■ TEXTE D'ÉTUDE
- - -

Au sein d’une DSI qui compte 50 personnes, Bertrand Errard dirige une petite équipe de cinq experts fonctionnels (SAP finance, HyperionFM, etc.), dédiés à la finance. Son salaire dépasse les 100 000 euros par an. Son évolution professionnelle ? Il l’imagine maintenant davantage en tant que DSI corporate que dans une direction financière.«Même si, en étant depuis 15 ans dans l’entreprise, je suis connu sous les deux casquettes et je pourrais encore évoluer dans les deux filières», estime-t-il. A mesure que les sociétés grandissent et se structurent, la demande d’internalisation des compétences IT finance s’accroît et ces métiers deviennent plus en vue.

«Dans les grands groupes, les directions financières sont plus organisées et spécialisées. Alors que dans leur phase de déploiement, elles faisaient appel à des sociétés de services spécialisées extérieures, dans la phase de recette, elles recrutent ou font évoluer quelqu’un. Les directions financières constituent alors leur propre équipe d’informaticiens trésorerie ou contrôle», constate Rassan Yaghmaei. «Sans que l’on puisse parler d’un véritable boom sur ces métiers, les structures matures recherchent de plus en plus des spécialistes», confirme David Majorel. Or, les compétences manquent. «Les candidats à l’expertise forte sont difficiles à trouver, surtout dans la trésorerie», poursuit ce dernier. Les spécialistes des logiciels tels que SAP-Fico, BFC, HFM, KTP ou Kondor sont aujourd’hui trop rares sur le marché. Conséquence, les salaires montent en flèche et, pour ceux qui sont en poste, les sollicitations pour changer d’entreprise sont fréquentes.

- - -

■ EXTRAITS DES LIGNES

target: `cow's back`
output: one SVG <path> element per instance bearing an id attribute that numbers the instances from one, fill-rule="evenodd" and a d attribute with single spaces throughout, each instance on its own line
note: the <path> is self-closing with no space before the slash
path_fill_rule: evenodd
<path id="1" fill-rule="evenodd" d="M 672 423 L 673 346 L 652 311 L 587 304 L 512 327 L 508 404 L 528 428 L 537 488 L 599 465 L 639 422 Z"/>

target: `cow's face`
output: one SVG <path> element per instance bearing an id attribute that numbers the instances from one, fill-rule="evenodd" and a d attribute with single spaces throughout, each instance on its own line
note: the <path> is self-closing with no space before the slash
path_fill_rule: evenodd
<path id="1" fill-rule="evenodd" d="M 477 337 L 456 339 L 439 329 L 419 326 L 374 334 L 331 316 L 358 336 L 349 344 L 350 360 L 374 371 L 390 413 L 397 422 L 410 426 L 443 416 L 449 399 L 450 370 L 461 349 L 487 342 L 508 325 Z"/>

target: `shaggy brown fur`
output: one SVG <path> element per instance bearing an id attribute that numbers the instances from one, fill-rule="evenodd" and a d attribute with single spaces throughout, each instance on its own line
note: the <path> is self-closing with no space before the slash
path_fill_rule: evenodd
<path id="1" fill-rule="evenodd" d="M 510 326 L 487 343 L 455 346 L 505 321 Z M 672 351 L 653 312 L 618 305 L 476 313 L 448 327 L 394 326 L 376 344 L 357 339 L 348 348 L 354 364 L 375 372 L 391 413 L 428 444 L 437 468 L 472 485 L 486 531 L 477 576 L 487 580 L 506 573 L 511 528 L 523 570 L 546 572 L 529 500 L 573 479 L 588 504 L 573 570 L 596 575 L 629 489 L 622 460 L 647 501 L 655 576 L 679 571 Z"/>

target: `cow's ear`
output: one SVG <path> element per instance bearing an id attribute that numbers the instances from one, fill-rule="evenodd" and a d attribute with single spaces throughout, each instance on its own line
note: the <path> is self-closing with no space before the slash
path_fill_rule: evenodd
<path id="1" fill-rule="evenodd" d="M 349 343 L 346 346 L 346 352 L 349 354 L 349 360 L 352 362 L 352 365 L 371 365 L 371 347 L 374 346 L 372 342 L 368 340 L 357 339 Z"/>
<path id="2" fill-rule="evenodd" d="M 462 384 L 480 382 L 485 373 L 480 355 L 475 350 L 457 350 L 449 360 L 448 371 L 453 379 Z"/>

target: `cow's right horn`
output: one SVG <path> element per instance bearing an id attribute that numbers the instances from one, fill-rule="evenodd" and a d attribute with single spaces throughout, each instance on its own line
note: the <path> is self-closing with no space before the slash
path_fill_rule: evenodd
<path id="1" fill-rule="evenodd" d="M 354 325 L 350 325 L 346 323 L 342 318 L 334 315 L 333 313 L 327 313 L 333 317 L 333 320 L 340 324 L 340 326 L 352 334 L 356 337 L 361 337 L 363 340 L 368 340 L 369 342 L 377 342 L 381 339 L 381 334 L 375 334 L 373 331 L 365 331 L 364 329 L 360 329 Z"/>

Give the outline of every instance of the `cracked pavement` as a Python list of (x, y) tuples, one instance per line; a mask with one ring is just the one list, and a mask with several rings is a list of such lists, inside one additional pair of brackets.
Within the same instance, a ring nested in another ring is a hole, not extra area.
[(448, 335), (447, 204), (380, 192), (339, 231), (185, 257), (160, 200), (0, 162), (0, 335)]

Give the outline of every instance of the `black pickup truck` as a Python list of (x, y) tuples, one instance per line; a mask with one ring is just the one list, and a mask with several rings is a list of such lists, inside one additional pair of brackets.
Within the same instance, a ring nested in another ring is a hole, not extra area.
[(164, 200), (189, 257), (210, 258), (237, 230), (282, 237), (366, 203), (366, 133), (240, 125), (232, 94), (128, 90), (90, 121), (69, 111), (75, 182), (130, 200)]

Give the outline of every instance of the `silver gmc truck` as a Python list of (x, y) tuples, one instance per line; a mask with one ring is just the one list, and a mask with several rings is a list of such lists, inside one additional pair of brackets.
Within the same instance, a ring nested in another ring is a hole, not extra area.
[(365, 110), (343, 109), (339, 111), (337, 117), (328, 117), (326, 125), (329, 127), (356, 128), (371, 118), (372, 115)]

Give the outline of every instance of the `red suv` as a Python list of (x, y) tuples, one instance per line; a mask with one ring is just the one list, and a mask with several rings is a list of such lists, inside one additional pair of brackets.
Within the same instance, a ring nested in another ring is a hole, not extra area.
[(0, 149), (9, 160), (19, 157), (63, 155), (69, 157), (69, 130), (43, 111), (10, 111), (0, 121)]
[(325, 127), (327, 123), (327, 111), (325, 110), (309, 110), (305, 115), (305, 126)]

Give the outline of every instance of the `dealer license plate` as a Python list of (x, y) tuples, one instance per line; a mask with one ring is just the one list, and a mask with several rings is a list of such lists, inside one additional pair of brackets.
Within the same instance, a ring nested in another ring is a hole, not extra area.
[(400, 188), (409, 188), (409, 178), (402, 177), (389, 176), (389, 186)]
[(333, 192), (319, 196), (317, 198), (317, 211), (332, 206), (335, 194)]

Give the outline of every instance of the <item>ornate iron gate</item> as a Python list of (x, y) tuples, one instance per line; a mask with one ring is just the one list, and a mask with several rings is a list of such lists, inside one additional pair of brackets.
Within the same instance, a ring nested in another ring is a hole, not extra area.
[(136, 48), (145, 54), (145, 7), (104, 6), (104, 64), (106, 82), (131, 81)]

- - -

■ CONSIGNES
#1 D'après le texte d'étude, depuis combien d'années Bertrand Errard travaille-t-il dans l'entreprise ?
#2 Relevez dans le texte d'étude tous les logiciels dont les spécialistes sont jugés trop rares sur le marché.
#3 Reprenez le passage du texte d'étude commençant par « Au sein d’une » et allant jusqu'à « plus en vue. », en substituant « spécialistes fonctionnels » à « experts fonctionnels ».
Veuillez vous fonder uniquement sur le texte d'étude.

■ RÉSULTATS ATTENDUS
#1 Depuis 15 ans.

#2 SAP-Fico, BFC, HFM, KTP, Kondor

#3
Au sein d’une DSI qui compte 50 personnes, Bertrand Errard dirige une petite équipe de cinq spécialistes fonctionnels (SAP finance, HyperionFM, etc.), dédiés à la finance. Son salaire dépasse les 100 000 euros par an. Son évolution professionnelle ? Il l’imagine maintenant davantage en tant que DSI corporate que dans une direction financière.«Même si, en étant depuis 15 ans dans l’entreprise, je suis connu sous les deux casquettes et je pourrais encore évoluer dans les deux filières», estime-t-il. A mesure que les sociétés grandissent et se structurent, la demande d’internalisation des compétences IT finance s’accroît et ces métiers deviennent plus en vue.